**Exercise prompt:**
Line by line, set down the records below from the first line through the line containing "written as (110,186).". Omit the pictures.

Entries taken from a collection
+ + + + + + +

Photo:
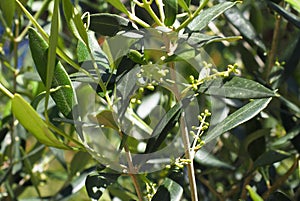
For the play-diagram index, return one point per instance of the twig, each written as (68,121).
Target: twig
(188,20)
(280,181)
(274,46)
(207,184)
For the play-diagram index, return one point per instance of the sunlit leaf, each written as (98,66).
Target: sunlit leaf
(63,96)
(108,24)
(237,87)
(30,119)
(237,19)
(270,157)
(170,8)
(8,11)
(74,21)
(254,196)
(240,116)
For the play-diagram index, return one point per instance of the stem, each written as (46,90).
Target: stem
(132,170)
(247,181)
(274,46)
(136,186)
(6,91)
(280,181)
(138,20)
(191,17)
(188,156)
(212,189)
(160,6)
(36,16)
(185,134)
(147,7)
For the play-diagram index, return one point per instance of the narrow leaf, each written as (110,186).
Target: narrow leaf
(74,21)
(63,96)
(106,119)
(168,190)
(237,87)
(96,183)
(270,157)
(284,13)
(238,117)
(31,121)
(109,24)
(254,196)
(8,8)
(165,125)
(237,19)
(208,15)
(171,9)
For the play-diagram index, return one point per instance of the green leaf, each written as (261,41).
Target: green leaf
(183,4)
(31,121)
(166,123)
(200,39)
(207,159)
(106,119)
(254,136)
(171,9)
(169,190)
(7,9)
(121,193)
(237,87)
(284,13)
(119,5)
(208,15)
(282,141)
(79,161)
(96,183)
(74,21)
(51,59)
(109,24)
(295,4)
(240,116)
(63,96)
(244,26)
(278,196)
(254,196)
(270,157)
(163,127)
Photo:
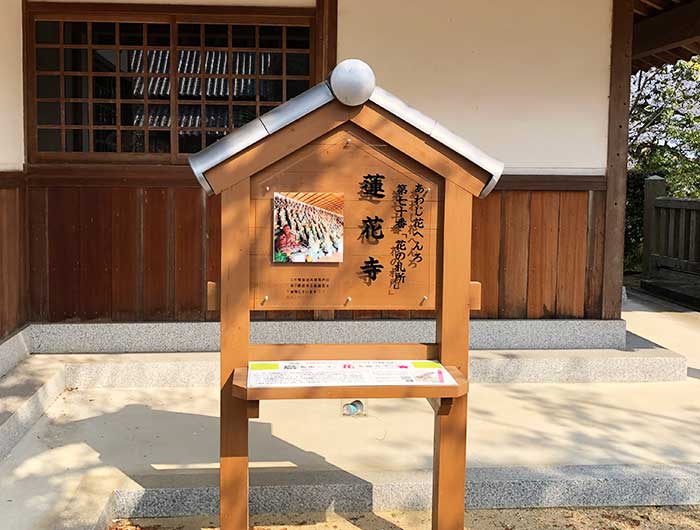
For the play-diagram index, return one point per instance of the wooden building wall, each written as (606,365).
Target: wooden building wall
(13,279)
(113,248)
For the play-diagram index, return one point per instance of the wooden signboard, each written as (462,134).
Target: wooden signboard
(346,207)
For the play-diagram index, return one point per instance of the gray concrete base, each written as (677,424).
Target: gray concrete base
(485,366)
(503,487)
(204,336)
(25,395)
(13,350)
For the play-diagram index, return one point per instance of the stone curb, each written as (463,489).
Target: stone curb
(204,336)
(488,487)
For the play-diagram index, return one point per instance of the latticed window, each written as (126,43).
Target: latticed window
(157,90)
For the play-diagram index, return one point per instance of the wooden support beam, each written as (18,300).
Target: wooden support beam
(325,38)
(450,430)
(672,29)
(235,326)
(618,125)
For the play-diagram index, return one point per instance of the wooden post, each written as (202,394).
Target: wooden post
(235,335)
(654,187)
(618,125)
(450,443)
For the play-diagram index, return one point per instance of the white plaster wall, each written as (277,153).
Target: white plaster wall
(11,103)
(527,82)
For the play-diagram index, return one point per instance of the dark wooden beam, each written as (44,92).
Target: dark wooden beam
(671,29)
(326,37)
(618,123)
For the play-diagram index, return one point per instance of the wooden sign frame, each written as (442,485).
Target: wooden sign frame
(454,292)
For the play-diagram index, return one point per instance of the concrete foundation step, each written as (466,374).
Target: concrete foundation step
(26,392)
(491,487)
(35,383)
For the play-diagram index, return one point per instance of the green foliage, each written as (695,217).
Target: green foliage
(664,140)
(665,125)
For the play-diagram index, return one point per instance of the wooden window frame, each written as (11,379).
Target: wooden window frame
(148,13)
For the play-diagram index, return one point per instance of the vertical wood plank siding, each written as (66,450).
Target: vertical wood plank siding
(13,274)
(147,253)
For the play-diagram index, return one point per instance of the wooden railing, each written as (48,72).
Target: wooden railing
(671,230)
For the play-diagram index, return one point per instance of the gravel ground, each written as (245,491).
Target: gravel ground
(643,518)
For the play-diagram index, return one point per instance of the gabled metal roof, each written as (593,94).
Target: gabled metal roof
(352,83)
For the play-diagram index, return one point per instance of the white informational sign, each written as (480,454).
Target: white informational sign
(280,374)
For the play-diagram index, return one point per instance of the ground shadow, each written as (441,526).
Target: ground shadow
(189,458)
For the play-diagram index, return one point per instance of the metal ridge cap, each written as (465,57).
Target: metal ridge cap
(469,151)
(297,107)
(439,133)
(401,109)
(257,129)
(231,144)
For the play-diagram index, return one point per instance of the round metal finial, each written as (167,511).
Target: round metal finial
(352,82)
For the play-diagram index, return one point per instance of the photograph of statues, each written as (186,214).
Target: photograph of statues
(307,227)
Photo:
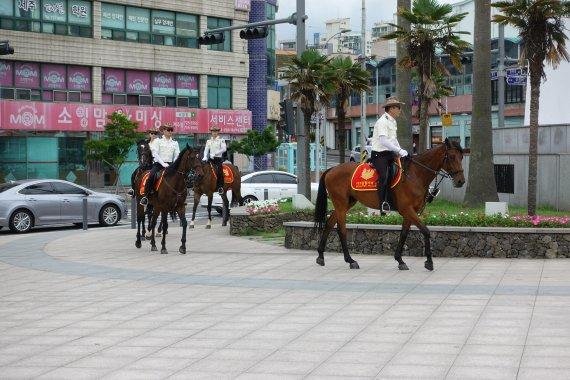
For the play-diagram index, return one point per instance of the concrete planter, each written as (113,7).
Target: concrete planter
(445,241)
(241,223)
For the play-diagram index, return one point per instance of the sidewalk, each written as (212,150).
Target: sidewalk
(87,304)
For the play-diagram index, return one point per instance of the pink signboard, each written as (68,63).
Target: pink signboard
(6,73)
(79,78)
(114,80)
(53,76)
(27,75)
(38,116)
(138,82)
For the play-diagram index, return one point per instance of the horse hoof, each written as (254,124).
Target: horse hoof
(354,265)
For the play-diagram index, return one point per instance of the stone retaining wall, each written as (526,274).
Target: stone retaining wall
(242,223)
(445,241)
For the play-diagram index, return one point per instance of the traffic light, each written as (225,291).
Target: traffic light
(5,48)
(211,38)
(287,116)
(254,32)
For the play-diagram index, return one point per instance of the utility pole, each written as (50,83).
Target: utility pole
(363,97)
(303,159)
(501,78)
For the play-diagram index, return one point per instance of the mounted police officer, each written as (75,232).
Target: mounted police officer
(213,152)
(385,147)
(164,150)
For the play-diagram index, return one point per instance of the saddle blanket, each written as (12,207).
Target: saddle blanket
(365,177)
(145,177)
(228,174)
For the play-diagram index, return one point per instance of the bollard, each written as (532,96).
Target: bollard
(85,213)
(133,212)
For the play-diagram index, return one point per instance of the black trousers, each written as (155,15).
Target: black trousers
(217,161)
(382,162)
(149,186)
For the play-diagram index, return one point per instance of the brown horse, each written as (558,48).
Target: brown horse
(171,196)
(409,197)
(206,184)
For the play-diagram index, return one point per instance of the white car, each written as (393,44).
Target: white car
(262,185)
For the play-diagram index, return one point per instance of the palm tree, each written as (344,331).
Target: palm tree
(481,186)
(431,30)
(306,76)
(541,28)
(345,77)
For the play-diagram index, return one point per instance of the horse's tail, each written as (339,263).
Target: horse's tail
(321,205)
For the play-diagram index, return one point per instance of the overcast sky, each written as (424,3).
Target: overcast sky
(320,11)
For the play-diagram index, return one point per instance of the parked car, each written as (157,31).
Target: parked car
(355,153)
(262,185)
(26,204)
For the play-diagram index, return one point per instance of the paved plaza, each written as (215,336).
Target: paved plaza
(80,304)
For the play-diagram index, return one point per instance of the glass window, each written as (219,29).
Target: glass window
(214,23)
(112,16)
(38,189)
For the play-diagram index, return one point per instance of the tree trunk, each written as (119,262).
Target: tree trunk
(424,104)
(533,136)
(340,112)
(481,186)
(403,82)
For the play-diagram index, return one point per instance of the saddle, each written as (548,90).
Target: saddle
(226,170)
(365,177)
(144,179)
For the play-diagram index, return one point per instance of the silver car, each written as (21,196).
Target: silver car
(29,203)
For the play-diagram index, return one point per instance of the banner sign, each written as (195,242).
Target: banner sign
(40,116)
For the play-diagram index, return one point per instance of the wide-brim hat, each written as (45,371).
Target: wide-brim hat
(166,126)
(393,101)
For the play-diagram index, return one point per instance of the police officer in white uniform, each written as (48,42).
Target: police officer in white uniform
(213,152)
(385,147)
(165,151)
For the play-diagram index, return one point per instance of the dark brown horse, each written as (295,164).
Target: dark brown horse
(409,197)
(171,196)
(206,184)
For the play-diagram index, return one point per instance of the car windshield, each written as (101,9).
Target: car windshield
(8,185)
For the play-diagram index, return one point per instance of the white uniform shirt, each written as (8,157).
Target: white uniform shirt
(215,147)
(387,127)
(165,150)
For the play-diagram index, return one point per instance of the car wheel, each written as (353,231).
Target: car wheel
(248,199)
(21,221)
(109,215)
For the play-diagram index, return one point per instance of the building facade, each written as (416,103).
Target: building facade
(77,61)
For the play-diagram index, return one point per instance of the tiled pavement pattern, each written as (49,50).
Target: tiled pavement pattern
(87,304)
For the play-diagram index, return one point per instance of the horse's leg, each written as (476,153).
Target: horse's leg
(209,223)
(425,232)
(164,223)
(331,221)
(153,219)
(398,254)
(341,228)
(184,223)
(225,210)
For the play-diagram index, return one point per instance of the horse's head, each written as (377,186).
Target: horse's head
(452,162)
(144,154)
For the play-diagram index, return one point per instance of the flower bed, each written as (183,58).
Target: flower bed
(445,240)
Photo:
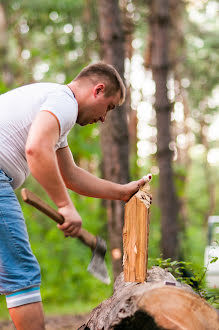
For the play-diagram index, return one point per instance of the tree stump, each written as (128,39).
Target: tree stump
(135,236)
(159,303)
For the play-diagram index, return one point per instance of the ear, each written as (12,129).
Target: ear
(98,89)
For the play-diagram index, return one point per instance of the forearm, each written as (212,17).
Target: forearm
(87,184)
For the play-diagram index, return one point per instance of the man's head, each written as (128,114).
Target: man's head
(106,74)
(98,88)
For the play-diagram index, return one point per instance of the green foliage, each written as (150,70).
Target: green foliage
(187,273)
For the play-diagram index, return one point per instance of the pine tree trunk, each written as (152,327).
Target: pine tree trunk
(114,132)
(159,29)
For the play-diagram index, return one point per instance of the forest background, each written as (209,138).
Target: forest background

+ + + + + + +

**Answer section:**
Photo:
For the play-diagram index, return one point per instance of the twig, each written as (68,121).
Target: twig
(188,20)
(280,181)
(274,46)
(207,184)
For the play-diagram index, return one point per instance of the sunlit leaf, each written as (98,66).
Target: sunlit leaf
(63,96)
(108,24)
(237,87)
(30,119)
(237,19)
(270,157)
(170,8)
(8,11)
(74,21)
(254,196)
(240,116)
For the play-diagram index, return one point per instance of the stem, each written as (46,90).
Target: stem
(132,170)
(247,181)
(274,46)
(136,186)
(6,91)
(280,181)
(138,20)
(191,17)
(188,156)
(212,189)
(160,6)
(36,16)
(185,134)
(147,7)
For the play-diagram index, return one point per instance of the narrow leaf, each written as (110,186).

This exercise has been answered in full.